Supplied material:

--- Begin ---

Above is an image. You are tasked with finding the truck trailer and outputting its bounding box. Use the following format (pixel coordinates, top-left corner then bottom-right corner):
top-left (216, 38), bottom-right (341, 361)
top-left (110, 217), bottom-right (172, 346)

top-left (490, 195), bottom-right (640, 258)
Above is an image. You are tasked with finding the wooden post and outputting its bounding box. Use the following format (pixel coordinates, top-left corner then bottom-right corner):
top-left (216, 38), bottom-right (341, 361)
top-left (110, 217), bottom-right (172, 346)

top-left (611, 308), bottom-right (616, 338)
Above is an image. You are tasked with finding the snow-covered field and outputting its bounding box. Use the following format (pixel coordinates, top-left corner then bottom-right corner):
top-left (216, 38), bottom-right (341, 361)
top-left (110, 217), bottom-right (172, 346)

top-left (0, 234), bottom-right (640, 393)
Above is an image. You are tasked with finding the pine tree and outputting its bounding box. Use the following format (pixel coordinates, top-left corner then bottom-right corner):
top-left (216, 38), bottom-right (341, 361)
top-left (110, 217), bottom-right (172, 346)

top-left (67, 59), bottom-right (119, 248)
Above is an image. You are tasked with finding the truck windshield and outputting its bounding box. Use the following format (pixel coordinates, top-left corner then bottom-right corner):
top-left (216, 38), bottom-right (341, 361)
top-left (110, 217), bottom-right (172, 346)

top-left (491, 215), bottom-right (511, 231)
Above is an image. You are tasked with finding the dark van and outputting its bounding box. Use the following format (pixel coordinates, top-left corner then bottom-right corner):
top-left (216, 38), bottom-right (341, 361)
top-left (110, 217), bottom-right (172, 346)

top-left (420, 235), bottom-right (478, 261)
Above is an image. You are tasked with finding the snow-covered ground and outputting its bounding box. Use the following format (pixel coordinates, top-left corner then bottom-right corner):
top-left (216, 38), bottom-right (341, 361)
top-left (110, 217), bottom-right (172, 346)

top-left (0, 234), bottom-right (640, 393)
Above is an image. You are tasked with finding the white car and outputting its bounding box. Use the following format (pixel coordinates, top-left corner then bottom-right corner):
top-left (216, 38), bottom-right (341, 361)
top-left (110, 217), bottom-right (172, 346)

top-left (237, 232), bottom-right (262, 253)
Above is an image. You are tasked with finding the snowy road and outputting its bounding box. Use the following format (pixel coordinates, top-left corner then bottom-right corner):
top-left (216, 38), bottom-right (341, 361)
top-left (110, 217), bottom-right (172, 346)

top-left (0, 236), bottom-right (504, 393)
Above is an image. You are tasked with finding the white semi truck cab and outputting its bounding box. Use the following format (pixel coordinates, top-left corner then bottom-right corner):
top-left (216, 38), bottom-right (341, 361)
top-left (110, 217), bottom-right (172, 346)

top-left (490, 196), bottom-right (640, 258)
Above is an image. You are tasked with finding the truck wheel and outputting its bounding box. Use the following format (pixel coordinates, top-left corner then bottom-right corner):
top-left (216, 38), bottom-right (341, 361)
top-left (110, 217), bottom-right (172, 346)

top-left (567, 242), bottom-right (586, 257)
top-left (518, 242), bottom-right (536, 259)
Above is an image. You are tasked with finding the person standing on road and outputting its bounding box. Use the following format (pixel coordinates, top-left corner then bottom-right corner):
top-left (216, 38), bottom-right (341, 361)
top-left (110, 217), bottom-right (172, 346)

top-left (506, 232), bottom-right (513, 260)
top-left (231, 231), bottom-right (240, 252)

--- End ---

Short problem: Copy the lines word for word, starting at the line that contains "Above is an image. You are tasked with finding the wooden" and ending after the line that contains "top-left (611, 308), bottom-right (616, 338)".

Output below:
Above is an image. You are tasked with finding the wooden post and outputting its bounding box. Use the following format (pixel coordinates, top-left corner then bottom-right corner):
top-left (216, 38), bottom-right (341, 361)
top-left (110, 217), bottom-right (172, 346)

top-left (611, 308), bottom-right (616, 338)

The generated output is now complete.